[Point annotation records]
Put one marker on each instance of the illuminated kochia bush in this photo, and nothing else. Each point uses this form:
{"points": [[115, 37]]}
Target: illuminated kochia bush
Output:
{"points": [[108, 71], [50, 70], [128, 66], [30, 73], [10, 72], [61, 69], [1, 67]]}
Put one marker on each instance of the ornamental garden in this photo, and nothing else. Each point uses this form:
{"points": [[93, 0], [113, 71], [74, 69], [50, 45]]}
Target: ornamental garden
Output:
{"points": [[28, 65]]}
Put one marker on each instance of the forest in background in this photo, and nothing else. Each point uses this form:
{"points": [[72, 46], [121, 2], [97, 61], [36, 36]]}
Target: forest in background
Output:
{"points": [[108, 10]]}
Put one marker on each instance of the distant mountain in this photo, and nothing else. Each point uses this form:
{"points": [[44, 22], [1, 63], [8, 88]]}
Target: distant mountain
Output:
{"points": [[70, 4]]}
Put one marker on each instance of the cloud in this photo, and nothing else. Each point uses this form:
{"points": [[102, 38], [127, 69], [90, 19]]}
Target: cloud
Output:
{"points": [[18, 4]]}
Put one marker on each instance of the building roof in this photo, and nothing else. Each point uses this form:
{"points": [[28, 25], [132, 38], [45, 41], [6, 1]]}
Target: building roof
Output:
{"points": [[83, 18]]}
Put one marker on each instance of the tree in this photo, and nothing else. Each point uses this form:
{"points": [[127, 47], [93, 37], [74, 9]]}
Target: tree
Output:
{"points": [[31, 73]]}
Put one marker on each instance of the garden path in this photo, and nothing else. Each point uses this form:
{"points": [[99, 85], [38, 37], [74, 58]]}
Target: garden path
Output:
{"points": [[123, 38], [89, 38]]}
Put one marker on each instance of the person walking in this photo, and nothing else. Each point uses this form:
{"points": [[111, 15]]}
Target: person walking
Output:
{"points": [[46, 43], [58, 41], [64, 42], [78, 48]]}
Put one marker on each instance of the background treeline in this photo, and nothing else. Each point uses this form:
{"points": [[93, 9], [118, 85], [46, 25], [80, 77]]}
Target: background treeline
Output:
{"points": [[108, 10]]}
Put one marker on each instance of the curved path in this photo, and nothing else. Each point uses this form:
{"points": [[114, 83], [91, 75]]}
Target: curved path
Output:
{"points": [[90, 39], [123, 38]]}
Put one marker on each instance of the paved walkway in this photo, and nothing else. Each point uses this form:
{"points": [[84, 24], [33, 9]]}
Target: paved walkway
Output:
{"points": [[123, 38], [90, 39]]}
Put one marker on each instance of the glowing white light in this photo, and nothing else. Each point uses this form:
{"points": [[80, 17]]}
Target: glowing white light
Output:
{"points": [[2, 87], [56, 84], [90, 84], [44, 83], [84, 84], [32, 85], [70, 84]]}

§ **Instructions for the task**
Copy the records without any change, from the line containing "Put one marker on each instance of the garden" through the final line of the records, including both.

§ **Full output**
Put one marker on each instance of the garden path in this photo, and nothing else. Each point uses this form:
{"points": [[99, 85], [38, 37], [74, 58]]}
Target: garden path
Output:
{"points": [[123, 38], [89, 38]]}
Put one marker on each instance of the person walking in this photo, and nothing else. Each point uses this form:
{"points": [[111, 15]]}
Target: person walking
Output:
{"points": [[46, 43], [58, 41], [64, 42], [78, 48]]}
Put one marker on each instance of the background treeline in this photo, and nothing else. Each point uses this form:
{"points": [[93, 9], [118, 85], [46, 25], [80, 77]]}
Target: background treeline
Output:
{"points": [[108, 10]]}
Put one marker on each instance of the curved path in this photo, and nothing else. Each point uses this form:
{"points": [[114, 83], [91, 75]]}
Target: curved path
Output:
{"points": [[90, 39], [123, 38]]}
Put one marker on each instance of the paved walkway in this photo, and nothing else. Each point uses this form:
{"points": [[84, 24], [33, 9]]}
Target: paved walkway
Output:
{"points": [[123, 38], [90, 39]]}
Put one marker on each instance of the glowing white light in this photo, and nothing else. Each point uses this form:
{"points": [[80, 17]]}
Target: glowing white light
Output:
{"points": [[2, 87], [56, 84], [90, 84], [44, 83], [84, 84], [32, 85], [70, 84]]}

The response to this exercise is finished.